## Selected passage
26 August 2014

Summer of H & h: A Review of The Graveyard Game, Kage Baker

The summer of H and little h is coming to a close. Months previous I made the auspicious decision to take a sabbatical from my career. June, July and now August have been my momma months. Days of sunshine, dinosaurs, leaves, spiders, rocks, feathers, and the ever perfecting art of raising a son have overflowed my soul with gratitude. I am also dead tired, this kid rises at 5:40 like a machine, stopping only when it is bedtime. There is no ideal picture of a family. Having experienced both sides of the coin, the working mom and now the stay-at-home-never-stop mom both have its advantages. The working mom has a life. The stay-at-home-never-stop mom does not. HA, seriously, kids are heat seeking missiles that seem to find you even when you are hiding deep in the vegetable crisper, under the romaine lettuce. Don't ever ask a stay-at-home mom (or Dad) what she/he does all day because she/he has the legal rights to punch you in the face.

Moving into to this new chapter in my family's life I need some comfort books to get me through. No one said I had to be a big girl about this kindergarten thing. In these times of flux, I find myself perusing my book shelves, looking for a rereading distraction. I looked Dune right in the eye but was in the mood for something less duney, and a lot more funny. Not a lot of jokes cracked on Arrakis, have you noticed? 

When in the mood for whimsy, I instantly think Kage Baker. And so with her  fourth book in her Company series, The Graveyard Game in hand, I spent the past weekend with an old friend. Book four focuses less on Mendoza, our herroine, the immortal cyborg whose epic affairs of the heart have so tragically led her astray for thousands of years and more on her friends.  Mendoza is missing. Rumours abound, but no immortal has seen our protagonist for centuries. Worried enough to forgo their own safety, her friends Joseph and Lewis are about to embark down paths that may lead to their own destructions.

Dr. Zeus Inc. augments children from doomed fates into immortals, who for the rest of time fulfil their Company programmed missions. In a sense, these books are treasure hunting at its finest with a twist of sci-fi to give it spice. What places the series on my favourites collection is the black humour sprinkled throughout that adds depth to the sense of doom that is implied chapter by chapter. Kage was a master at world-building and a marvel at creating people we cannot help but like, prickles and all. Of all the books, The Graveyard Game personifies Kage's ability to build layers to her overarching story-line. This book meanders from the main thus highlighting the complexity of the world she has created. No story is one note, no piece of history is accurate, there are myriads of light to each perspective and what better way to play out the level of peril Mendoza is in but to showcase it through the eyes of her friends. 

18 August 2014

Cotton Candy Days: A Review of Cibola Burns, James S.A. Corey

The wind is whipping through the greenery casting shadows of summer over my computer as I intently stare at one of my flower containers. Over night the flora in my backyard started sprouting bizarre off-shoots morphing the entire species into something completely unrecognizable.  I don't know what is happening but hazard a guess that August is at foot; August, North America's sweetest sorrow.

## What to do
According to the blog page, at what time does the writer's son get up each day? The entries that come next have nothing to do with the blog page.

## Raw data
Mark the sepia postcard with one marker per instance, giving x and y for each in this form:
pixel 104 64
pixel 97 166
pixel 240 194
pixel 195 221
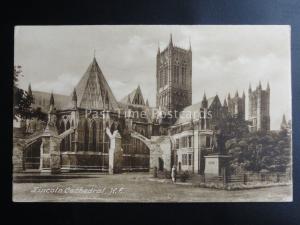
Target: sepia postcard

## Output for this exercise
He rises at 5:40.